▶ [AIM OF THE TASK] Pull out the lines of the listing from the line with "Indicate the calm" up to and including the last line of the listing, word for word. Leave the pictures out of your answer.

-- START OF TASK INPUT --

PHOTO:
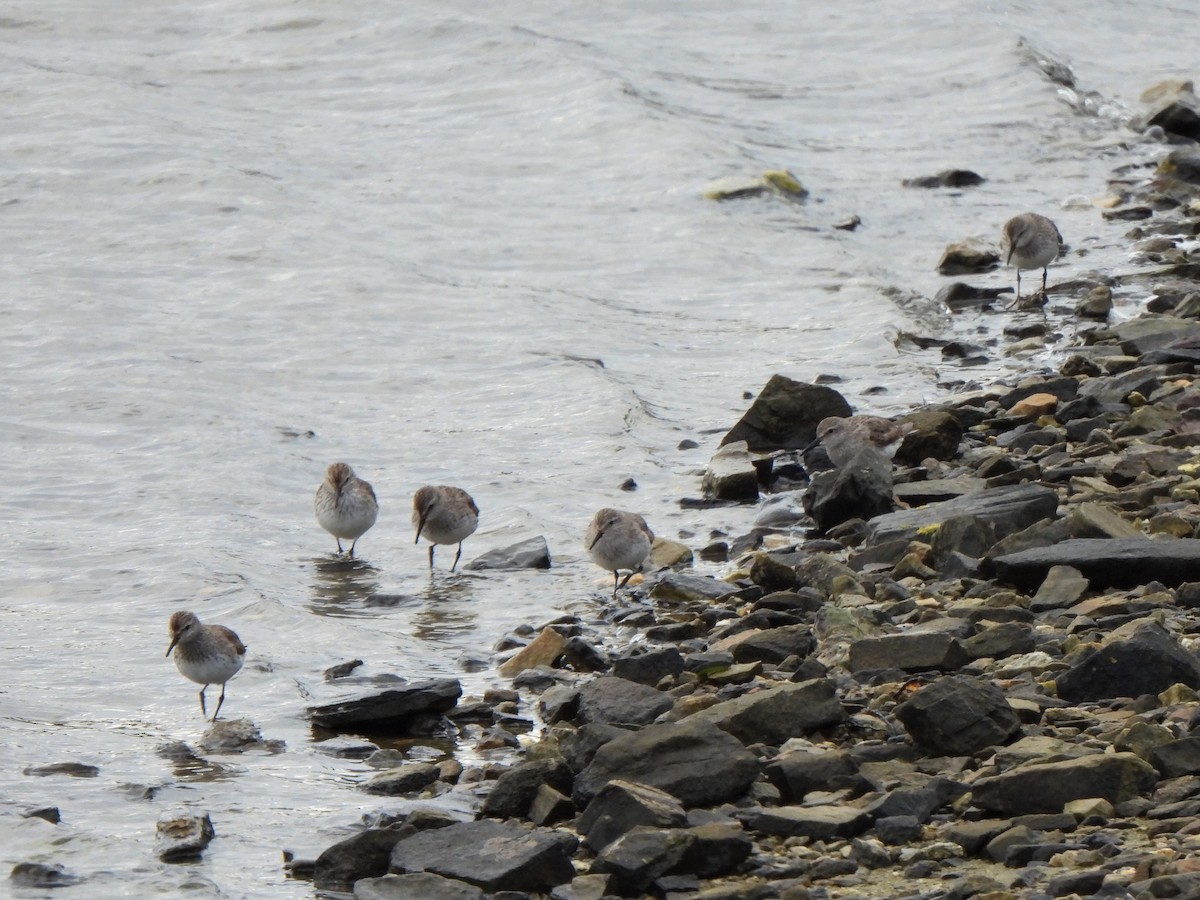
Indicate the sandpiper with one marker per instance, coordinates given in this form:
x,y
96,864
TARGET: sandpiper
x,y
618,540
205,654
843,437
444,515
1032,243
346,504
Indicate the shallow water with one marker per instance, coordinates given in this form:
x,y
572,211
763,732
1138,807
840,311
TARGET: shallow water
x,y
451,245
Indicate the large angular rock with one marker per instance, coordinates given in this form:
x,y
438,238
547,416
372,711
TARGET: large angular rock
x,y
1105,563
391,709
619,807
785,415
532,553
777,714
492,856
959,715
616,701
694,761
1047,787
1149,661
910,651
1006,509
363,856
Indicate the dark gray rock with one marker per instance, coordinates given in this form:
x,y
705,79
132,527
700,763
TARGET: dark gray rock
x,y
775,645
409,887
393,709
619,807
1047,787
909,651
1149,661
649,665
637,858
514,791
785,415
959,715
820,823
775,714
1105,563
695,761
181,835
490,855
1177,757
616,701
363,856
862,489
797,773
532,553
1006,509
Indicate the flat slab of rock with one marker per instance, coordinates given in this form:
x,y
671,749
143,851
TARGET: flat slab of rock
x,y
1147,661
1006,509
1105,562
533,553
785,415
693,761
1048,787
492,856
388,709
777,714
181,835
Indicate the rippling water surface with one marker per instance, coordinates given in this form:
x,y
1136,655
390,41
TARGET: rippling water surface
x,y
443,243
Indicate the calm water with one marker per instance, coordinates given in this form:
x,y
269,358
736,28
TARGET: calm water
x,y
243,240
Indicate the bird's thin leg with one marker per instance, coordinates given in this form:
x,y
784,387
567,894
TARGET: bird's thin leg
x,y
219,702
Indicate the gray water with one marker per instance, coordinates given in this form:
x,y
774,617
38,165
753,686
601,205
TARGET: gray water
x,y
444,244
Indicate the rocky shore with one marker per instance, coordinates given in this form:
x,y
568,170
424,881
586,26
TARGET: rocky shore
x,y
971,675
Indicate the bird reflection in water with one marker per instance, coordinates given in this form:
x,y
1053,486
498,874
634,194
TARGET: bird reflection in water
x,y
343,586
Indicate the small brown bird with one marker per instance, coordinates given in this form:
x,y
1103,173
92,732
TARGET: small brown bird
x,y
346,505
618,540
444,515
205,654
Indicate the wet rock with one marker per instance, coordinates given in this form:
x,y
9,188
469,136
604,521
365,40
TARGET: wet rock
x,y
862,489
393,709
777,714
967,257
1048,787
616,701
911,652
39,876
361,856
409,778
532,553
492,856
785,415
732,474
648,665
543,651
1105,563
409,887
797,773
639,857
694,761
816,822
515,791
1006,509
622,805
959,715
1147,661
181,837
75,769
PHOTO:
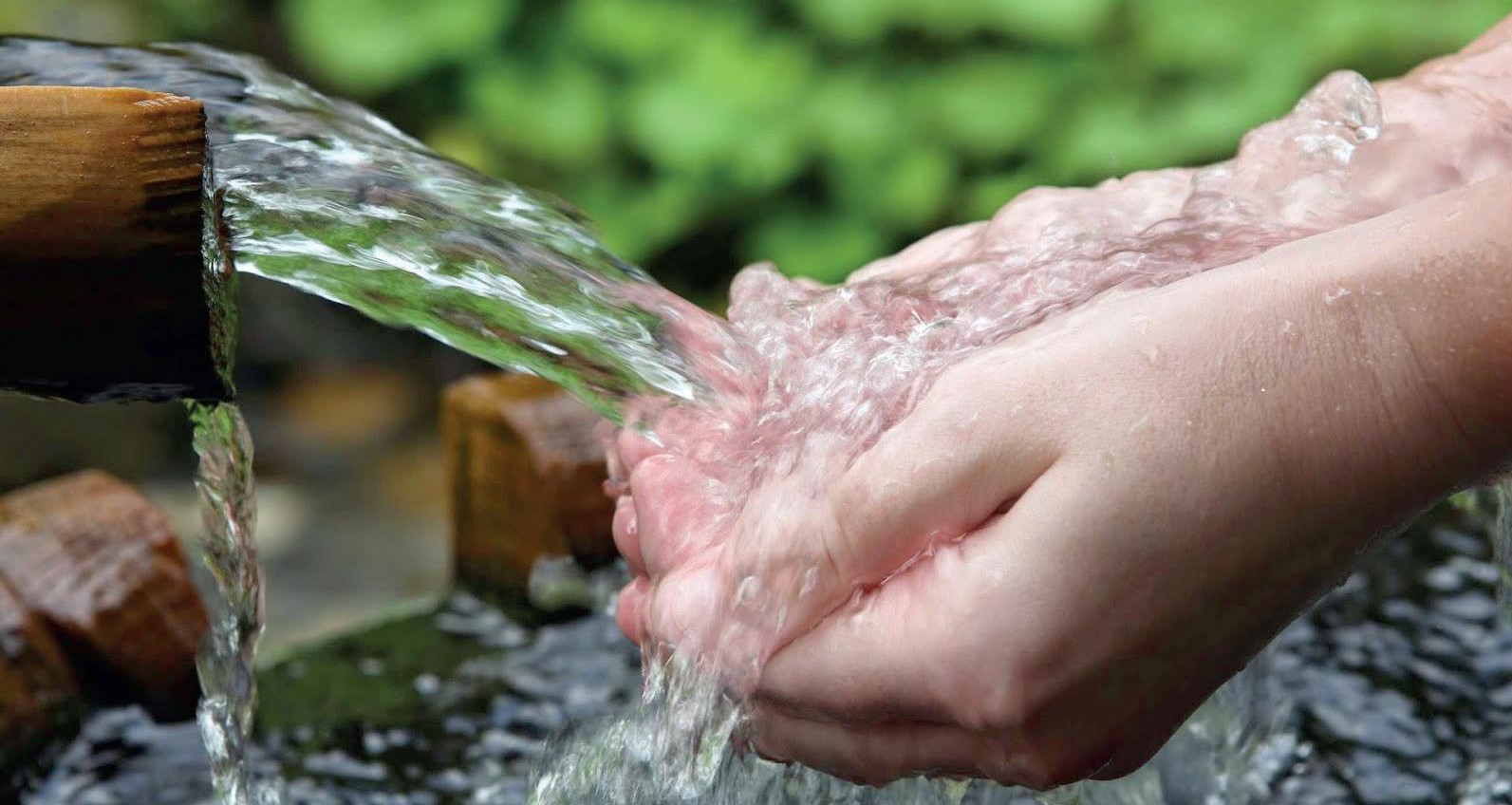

-- END OF TASK INPUT --

▶ [FINISHED ANSWER]
Indicate the calm water with one marker per instance, coordinates given in this form:
x,y
269,358
736,28
TARGET: calm water
x,y
243,240
Indicate the bird's thin leg with one marker per instance, coordinates given in this form:
x,y
784,387
567,894
TARGET: bird's thin leg
x,y
219,702
Indicate the gray water with one marker per instance, coordinates given in this form:
x,y
774,617
38,165
753,686
601,205
TARGET: gray water
x,y
444,244
Indicate the rocky shore with one marker per instance, coordinates given in this form:
x,y
568,170
424,881
586,26
TARGET: rocky shore
x,y
971,675
Indicate the bird reflection in water with one marker per instance, coordinates given in this form:
x,y
1053,486
498,874
634,194
TARGET: bird reflection in water
x,y
343,586
Indicate the small brown bird with one marker per instance, coordinates given in this form:
x,y
1103,173
92,732
TARGET: small brown bird
x,y
346,505
618,540
444,515
205,654
Indicate the wet rock with one marker per instance, coordinates given in this form:
x,y
9,188
469,136
604,521
365,40
TARGET: wet rock
x,y
862,489
393,709
777,714
967,257
1048,787
616,701
911,652
39,876
361,856
409,778
532,553
492,856
785,415
732,474
648,665
543,651
1105,563
409,887
797,773
639,857
694,761
816,822
515,791
1006,509
622,805
959,715
1147,661
181,837
75,769
PHOTO:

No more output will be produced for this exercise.